• [Excerpted passage]:
★ ★ ★

June 14, 2013 at 2:10 am

John Niyo

Brandon Knight's role remains Pistons' biggest question mark

Auburn Hills —At least the Pistons have a point guard on the roster now.

But it’d be a good idea if they found another one soon. Because as Maurice Cheeks, the team’s new head coach noted Thursday at his introductory news conference, “The game certainly is played a lot different than when I was a point guard.”

Certainly, he’s right, though even at 56 Cheeks still looks like he could hold his own on the court. But the need for a floor leader remains in today’s NBA, and it’s a need the Pistons haven’t adequately filled since trading away Chauncey Billups in the fall of 2008.

They tried in the draft — first with Rodney Stuckey, then with Brandon Knight — and again this past winter with the trade for Toronto’s Jose Calderon. But since Calderon’s scheduled to be a free agent this summer, and his name wasn’t mentioned once Thursday by either Cheeks or general manager Joe Dumars, you do get the sense he’s moving on.

If true, that leaves the Pistons stuck with the same two-headed coin in their pocket, and a couple of nagging questions: What do they really have in Knight, their 2011 lottery pick, and what do they do with Stuckey, who is entering the partially-guaranteed final year of his second NBA contract in Detroit?

For what it’s worth, Cheeks talked about them both when asked a question about one. The conventional wisdom seems to be the Pistons new coach will be tasked with nurturing Knight’s growth into a bonafide NBA point guard, based on his All-Star playing career as well a his mentoring work as a coach, most recently with Russell Westbrook in Oklahoma City.

But neither Cheeks nor Dumars sounded ready to fully commit to that project Thursday.

“Brandon has some point-guard skills, and he has some 2-guard skills,” said Cheeks, who still ranks among the NBA’s top 10 all-time in assists and steals 20 years after his retirement.

“So I’m not gonna label Brandon as just a point guard. Stuckey can also play some point guard. To say (Knight) can just be a point guard, I don’t think so. He can be a 1 and he can be a 2, as Stuckey can.”

That’s the same two-step routine Dumars has been playing for months, ever since he made the deal for the ultra-efficient Calderon — “Because it’s clear we need a true point guard on this team,” the GM said at the time — and effectively tabled the discussion of Knight’s future at the position.

“He’s a guy that you can play at both positions,” Dumars said Thursday, when I asked him again about Knight’s role. “Other teams are doing it. It’s not a novel concept.”

Best player available

Nor is it a novel idea the uncertainty actually helps the Pistons’ pre-draft smokescreen, as they sit and wait and wonder what their options will be with the eighth overall pick. But to hear Dumars talk, it also helps his draft-night strategy, similar to the way Greg Monroe’s position flexibility — that’s the positive spin, of course — gave the team the flexibility to draft Andre Drummond last June.

“What it does do is allow you to draft the best player,” Dumars said, sounding a lot like Martin Mayhew, his Lions counterpart. “Let’s say you’re looking at a guard. You can draft the best point or the best 2-guard.”

★ ★ ★

• [Listed records]:
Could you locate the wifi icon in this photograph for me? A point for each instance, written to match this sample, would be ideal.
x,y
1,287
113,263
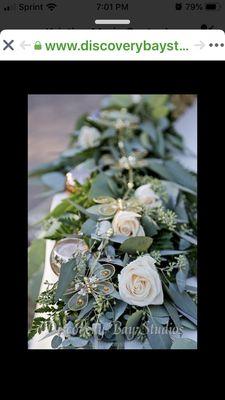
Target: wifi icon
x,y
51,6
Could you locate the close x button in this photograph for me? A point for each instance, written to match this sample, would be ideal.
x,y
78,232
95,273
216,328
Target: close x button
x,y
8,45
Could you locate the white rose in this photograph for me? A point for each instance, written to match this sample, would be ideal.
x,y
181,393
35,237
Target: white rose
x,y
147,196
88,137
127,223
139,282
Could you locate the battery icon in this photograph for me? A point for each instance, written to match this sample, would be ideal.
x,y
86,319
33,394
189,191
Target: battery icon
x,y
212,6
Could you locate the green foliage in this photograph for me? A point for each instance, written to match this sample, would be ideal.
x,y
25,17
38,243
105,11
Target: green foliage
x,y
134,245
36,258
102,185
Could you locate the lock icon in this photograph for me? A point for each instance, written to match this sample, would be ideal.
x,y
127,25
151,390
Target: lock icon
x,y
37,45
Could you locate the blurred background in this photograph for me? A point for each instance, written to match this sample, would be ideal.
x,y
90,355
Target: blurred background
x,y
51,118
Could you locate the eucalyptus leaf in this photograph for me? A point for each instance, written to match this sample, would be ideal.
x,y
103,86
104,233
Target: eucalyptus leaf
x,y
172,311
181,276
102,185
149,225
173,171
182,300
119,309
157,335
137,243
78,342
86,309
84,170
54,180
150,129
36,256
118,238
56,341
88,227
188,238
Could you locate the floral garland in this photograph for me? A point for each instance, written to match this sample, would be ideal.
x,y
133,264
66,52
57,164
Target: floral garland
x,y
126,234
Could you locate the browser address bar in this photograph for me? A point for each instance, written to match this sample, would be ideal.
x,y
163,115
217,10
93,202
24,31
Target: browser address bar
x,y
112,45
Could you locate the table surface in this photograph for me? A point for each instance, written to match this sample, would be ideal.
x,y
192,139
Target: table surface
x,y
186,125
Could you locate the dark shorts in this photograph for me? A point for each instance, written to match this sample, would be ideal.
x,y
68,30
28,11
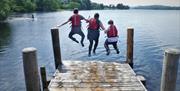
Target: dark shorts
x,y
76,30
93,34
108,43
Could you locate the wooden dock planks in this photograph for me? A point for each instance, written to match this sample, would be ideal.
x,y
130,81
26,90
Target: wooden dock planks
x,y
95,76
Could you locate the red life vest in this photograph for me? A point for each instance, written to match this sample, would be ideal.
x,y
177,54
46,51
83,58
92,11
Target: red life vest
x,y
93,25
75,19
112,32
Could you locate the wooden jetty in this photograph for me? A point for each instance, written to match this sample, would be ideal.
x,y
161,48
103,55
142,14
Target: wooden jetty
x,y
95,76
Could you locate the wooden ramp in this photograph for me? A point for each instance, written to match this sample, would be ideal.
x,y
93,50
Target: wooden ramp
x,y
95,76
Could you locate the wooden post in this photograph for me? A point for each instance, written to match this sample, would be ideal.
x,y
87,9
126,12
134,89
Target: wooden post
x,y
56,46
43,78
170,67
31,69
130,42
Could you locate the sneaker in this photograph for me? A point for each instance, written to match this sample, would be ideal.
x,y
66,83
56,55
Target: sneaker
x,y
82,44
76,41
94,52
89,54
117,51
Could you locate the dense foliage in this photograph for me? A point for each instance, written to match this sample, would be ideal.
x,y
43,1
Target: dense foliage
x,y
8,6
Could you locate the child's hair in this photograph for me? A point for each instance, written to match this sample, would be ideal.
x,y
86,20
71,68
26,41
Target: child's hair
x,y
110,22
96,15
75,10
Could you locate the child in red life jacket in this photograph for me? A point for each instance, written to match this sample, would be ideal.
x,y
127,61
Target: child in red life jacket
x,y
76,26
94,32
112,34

★ ★ ★

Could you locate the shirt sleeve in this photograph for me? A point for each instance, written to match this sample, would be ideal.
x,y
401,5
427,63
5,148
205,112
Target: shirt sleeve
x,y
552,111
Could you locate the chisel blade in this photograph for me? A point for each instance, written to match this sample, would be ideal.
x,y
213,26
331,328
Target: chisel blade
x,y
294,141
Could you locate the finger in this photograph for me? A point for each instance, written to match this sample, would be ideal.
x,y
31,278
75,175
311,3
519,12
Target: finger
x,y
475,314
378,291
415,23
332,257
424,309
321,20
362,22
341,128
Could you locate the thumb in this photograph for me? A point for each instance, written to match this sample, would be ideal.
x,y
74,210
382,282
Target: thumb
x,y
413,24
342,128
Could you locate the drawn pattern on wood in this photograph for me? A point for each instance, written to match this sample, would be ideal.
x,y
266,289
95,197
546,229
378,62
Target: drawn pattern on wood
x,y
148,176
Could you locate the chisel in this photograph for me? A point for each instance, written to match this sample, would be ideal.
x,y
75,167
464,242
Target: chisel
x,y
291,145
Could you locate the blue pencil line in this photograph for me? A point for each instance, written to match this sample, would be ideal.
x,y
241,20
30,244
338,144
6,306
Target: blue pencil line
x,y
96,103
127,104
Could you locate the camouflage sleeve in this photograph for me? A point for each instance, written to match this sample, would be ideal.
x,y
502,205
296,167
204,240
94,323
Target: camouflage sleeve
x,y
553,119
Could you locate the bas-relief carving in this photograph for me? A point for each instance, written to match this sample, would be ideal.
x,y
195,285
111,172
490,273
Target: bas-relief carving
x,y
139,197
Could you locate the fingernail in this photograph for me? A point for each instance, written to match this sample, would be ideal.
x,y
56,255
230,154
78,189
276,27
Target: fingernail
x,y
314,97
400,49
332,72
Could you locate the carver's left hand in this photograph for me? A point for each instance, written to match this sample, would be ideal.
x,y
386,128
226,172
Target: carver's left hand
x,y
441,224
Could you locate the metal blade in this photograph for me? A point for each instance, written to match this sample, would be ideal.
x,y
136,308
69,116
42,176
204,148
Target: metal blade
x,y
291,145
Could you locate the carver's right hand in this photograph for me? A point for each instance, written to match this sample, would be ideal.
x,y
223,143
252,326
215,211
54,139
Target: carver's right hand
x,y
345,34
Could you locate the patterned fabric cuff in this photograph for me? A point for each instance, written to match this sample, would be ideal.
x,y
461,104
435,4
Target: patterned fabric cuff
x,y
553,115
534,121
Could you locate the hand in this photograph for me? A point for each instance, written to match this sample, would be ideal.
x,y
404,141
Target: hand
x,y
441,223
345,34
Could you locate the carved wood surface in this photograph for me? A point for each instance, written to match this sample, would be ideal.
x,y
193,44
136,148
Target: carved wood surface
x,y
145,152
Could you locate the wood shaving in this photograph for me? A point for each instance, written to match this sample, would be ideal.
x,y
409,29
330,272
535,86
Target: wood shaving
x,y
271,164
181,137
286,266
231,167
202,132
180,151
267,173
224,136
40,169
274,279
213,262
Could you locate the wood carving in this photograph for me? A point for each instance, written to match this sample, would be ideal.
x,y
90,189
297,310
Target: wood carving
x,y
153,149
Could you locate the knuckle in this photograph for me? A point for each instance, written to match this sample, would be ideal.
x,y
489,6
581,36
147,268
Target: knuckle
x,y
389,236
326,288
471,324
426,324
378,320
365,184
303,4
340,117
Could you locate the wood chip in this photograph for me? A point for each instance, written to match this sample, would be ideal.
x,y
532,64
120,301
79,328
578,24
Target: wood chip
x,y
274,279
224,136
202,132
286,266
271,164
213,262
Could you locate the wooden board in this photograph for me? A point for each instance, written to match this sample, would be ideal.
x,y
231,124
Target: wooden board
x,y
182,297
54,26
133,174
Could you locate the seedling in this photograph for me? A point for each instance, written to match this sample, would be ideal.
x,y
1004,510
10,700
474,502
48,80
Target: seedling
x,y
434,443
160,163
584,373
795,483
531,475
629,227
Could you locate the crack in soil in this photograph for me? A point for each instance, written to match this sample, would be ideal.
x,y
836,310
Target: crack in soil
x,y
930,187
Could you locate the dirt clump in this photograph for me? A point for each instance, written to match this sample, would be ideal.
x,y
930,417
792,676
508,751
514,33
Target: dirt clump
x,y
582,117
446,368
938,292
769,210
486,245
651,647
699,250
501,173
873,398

★ ★ ★

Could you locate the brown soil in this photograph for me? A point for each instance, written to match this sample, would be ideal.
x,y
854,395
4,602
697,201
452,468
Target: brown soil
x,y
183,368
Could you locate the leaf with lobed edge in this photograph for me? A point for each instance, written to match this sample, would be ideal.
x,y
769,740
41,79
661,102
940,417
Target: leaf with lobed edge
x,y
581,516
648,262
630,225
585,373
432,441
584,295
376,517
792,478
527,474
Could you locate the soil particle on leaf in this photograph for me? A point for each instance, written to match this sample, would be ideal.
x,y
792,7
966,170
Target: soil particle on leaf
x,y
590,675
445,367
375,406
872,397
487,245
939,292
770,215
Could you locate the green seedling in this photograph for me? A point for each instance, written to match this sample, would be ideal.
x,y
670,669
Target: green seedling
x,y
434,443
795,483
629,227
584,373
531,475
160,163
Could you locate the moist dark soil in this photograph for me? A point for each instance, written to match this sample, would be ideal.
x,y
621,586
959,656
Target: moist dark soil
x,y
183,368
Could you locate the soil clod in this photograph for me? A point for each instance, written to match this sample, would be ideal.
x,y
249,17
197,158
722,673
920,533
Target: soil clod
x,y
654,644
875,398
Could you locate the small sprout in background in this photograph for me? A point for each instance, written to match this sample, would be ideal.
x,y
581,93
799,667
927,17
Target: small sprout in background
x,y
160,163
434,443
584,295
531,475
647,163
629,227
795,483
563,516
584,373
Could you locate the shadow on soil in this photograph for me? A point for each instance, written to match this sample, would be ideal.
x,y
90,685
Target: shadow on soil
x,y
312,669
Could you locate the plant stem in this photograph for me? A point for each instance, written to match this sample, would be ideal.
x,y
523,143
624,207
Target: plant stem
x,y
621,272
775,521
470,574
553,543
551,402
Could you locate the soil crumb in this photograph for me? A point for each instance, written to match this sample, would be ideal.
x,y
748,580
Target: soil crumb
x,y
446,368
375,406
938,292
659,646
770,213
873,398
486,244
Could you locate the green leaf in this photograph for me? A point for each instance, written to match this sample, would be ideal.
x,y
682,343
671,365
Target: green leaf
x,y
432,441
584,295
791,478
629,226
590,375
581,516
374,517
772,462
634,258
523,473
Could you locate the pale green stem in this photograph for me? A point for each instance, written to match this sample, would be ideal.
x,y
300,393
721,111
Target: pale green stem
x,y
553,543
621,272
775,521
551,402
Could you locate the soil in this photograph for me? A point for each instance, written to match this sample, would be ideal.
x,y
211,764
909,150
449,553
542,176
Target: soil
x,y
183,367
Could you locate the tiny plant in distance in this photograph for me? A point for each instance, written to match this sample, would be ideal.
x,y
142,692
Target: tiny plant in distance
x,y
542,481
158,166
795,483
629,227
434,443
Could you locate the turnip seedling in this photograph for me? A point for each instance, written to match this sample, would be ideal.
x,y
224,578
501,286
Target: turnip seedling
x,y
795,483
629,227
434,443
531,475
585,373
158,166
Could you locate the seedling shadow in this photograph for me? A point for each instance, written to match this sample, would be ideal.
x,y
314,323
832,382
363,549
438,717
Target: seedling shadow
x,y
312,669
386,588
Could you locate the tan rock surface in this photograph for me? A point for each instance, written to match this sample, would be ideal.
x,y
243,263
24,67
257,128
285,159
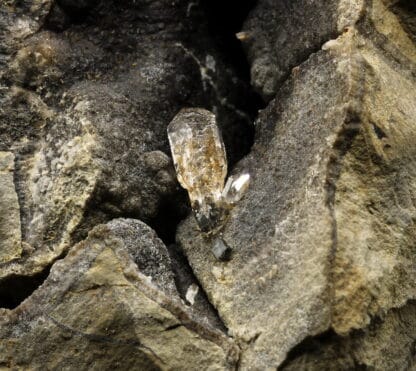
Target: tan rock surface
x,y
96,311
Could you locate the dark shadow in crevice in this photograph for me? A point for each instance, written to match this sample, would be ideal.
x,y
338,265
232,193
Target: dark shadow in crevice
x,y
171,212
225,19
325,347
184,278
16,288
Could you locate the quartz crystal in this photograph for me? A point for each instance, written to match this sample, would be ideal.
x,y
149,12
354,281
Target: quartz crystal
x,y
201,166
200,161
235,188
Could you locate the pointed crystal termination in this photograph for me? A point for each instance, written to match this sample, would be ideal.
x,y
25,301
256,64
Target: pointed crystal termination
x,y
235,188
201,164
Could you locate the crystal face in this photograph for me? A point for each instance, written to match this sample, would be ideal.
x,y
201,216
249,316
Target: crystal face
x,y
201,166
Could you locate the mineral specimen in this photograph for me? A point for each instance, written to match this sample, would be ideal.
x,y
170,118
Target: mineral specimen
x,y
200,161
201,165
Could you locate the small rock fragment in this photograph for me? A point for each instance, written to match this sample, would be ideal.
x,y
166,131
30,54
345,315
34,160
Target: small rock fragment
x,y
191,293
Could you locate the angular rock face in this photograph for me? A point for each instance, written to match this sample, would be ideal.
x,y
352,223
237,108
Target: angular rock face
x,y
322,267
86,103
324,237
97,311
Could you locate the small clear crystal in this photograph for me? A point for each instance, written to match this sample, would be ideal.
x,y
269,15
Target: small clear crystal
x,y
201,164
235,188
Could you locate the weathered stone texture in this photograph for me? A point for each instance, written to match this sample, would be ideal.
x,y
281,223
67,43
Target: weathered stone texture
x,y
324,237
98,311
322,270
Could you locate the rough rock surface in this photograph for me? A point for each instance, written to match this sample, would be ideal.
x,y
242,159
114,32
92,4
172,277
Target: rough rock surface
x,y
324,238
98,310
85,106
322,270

★ ★ ★

• [Problem A]:
Answer these questions from the column on Brandon Knight, one answer per line and marked the same way:
(i) Whom did the Pistons trade away in the fall of 2008?
(ii) Which overall pick do the Pistons hold in the draft?
(iii) Which player did Cheeks most recently mentor in Oklahoma City?
• [Problem B]:
Write out the column on Brandon Knight again, starting at "But it’d be" and ending at "he’s moving on.", and swap each "Thursday" for "Friday".
The lines have no connection to the column.

• [Written reply A]:
(i) Chauncey Billups
(ii) The eighth overall pick
(iii) Russell Westbrook

• [Written reply B]:
But it’d be a good idea if they found another one soon. Because as Maurice Cheeks, the team’s new head coach noted Friday at his introductory news conference, “The game certainly is played a lot different than when I was a point guard.”

Certainly, he’s right, though even at 56 Cheeks still looks like he could hold his own on the court. But the need for a floor leader remains in today’s NBA, and it’s a need the Pistons haven’t adequately filled since trading away Chauncey Billups in the fall of 2008.

They tried in the draft — first with Rodney Stuckey, then with Brandon Knight — and again this past winter with the trade for Toronto’s Jose Calderon. But since Calderon’s scheduled to be a free agent this summer, and his name wasn’t mentioned once Friday by either Cheeks or general manager Joe Dumars, you do get the sense he’s moving on.